**Task directions**
Reproduce as a numbered list only the lines of the records below that run from the line containing "of the dark" through the line containing "x=349, y=116", with both of those lines included and any blank lines omitted.

* * * * *

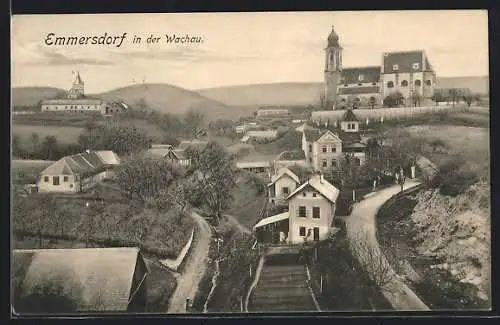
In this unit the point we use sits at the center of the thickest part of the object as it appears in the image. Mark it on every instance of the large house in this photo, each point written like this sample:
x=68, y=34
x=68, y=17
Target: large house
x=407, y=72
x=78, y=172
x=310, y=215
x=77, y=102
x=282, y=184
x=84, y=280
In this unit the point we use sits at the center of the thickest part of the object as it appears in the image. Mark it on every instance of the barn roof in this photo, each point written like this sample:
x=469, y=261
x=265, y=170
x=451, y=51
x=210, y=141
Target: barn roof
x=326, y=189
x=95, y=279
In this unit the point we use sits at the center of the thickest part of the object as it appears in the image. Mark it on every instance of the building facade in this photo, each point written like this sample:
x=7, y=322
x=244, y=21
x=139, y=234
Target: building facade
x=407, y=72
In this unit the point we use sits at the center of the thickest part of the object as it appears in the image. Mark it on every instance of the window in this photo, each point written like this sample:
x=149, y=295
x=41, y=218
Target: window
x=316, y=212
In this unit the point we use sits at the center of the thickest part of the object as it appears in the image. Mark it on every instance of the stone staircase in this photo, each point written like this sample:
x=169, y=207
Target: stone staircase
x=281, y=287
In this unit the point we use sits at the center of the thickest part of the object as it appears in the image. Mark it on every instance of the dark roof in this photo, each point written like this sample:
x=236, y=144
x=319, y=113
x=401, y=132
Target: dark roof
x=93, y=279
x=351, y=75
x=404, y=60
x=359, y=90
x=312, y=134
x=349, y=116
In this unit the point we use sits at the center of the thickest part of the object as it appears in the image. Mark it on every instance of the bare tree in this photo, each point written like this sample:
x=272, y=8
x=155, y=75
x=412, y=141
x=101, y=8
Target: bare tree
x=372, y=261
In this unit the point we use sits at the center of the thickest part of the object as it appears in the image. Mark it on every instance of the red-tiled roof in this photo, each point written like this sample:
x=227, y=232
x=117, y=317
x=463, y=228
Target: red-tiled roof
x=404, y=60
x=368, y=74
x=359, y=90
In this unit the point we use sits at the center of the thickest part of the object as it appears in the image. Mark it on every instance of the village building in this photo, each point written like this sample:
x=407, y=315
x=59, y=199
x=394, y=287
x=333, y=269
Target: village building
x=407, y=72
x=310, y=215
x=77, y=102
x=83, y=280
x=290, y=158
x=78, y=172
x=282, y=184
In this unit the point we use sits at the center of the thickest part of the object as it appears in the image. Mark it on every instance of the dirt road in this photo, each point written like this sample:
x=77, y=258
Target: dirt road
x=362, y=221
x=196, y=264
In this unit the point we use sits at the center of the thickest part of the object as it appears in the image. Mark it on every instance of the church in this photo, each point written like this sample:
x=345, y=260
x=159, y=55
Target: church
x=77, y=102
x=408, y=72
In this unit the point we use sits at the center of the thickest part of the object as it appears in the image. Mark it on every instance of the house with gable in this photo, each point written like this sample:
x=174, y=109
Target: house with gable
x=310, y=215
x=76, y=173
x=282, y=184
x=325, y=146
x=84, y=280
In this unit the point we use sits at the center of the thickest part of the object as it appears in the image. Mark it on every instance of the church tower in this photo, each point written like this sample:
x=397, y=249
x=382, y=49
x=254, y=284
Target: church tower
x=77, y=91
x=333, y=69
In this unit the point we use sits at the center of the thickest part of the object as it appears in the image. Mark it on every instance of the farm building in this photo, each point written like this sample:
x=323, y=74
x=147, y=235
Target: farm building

* * * * *

**Worked answer**
1. In this unit the point we use sits at the center of the thickest part of the object as it appears in the image. Mark it on every instance of the dark roof in this photo, each point written like this sample:
2. x=236, y=144
3. x=319, y=113
4. x=401, y=132
5. Target: dark roof
6. x=93, y=279
7. x=351, y=75
8. x=404, y=60
9. x=359, y=90
10. x=312, y=134
11. x=349, y=116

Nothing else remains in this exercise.